▶ [YOUR ASSIGNMENT]: Repeat the data in full and exactly. Leave the pictures out.

★ ★ ★ ★ ★

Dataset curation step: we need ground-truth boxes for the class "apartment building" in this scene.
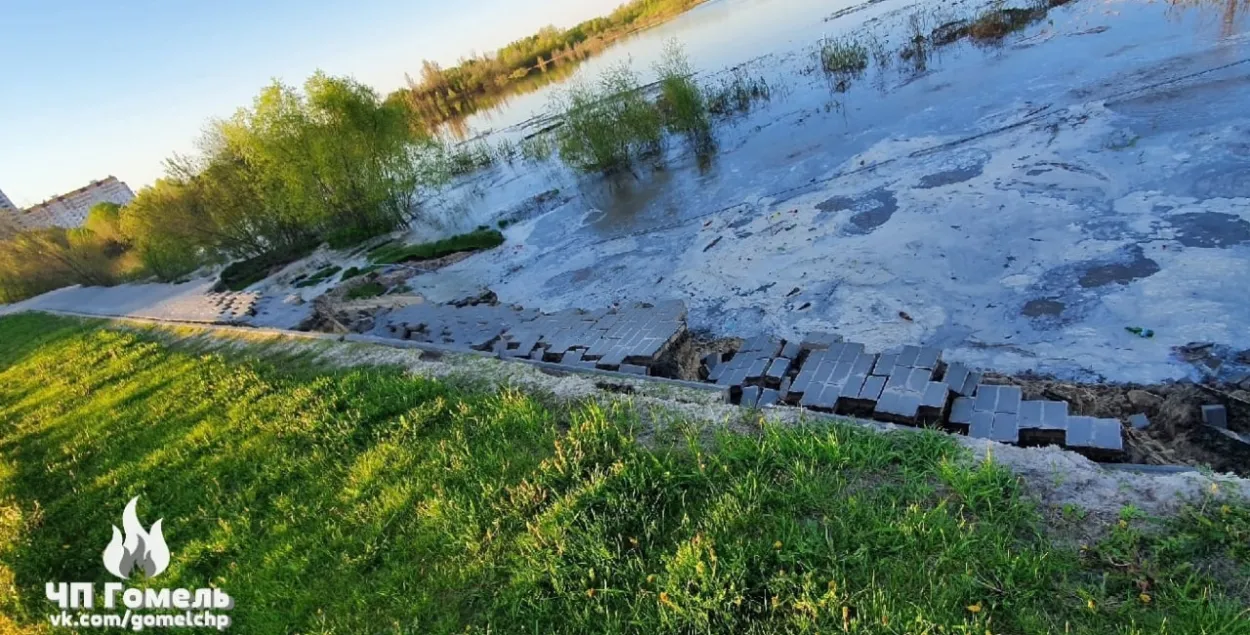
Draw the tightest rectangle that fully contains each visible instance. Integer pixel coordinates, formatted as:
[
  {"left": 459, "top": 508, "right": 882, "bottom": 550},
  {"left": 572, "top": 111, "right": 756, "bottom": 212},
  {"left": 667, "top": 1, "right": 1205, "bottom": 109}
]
[{"left": 15, "top": 176, "right": 135, "bottom": 230}]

★ ★ ★ ★ ★

▶ [RESPONSE]:
Dataset curation step: we need ground-truth boxes for the class "apartment building" in this scene.
Draw the tightest rectangle that fully contains each visible instance. Integer pixel coordinates, formatted as:
[
  {"left": 459, "top": 508, "right": 882, "bottom": 550},
  {"left": 572, "top": 111, "right": 756, "bottom": 212},
  {"left": 667, "top": 1, "right": 1205, "bottom": 109}
]
[{"left": 15, "top": 176, "right": 135, "bottom": 230}]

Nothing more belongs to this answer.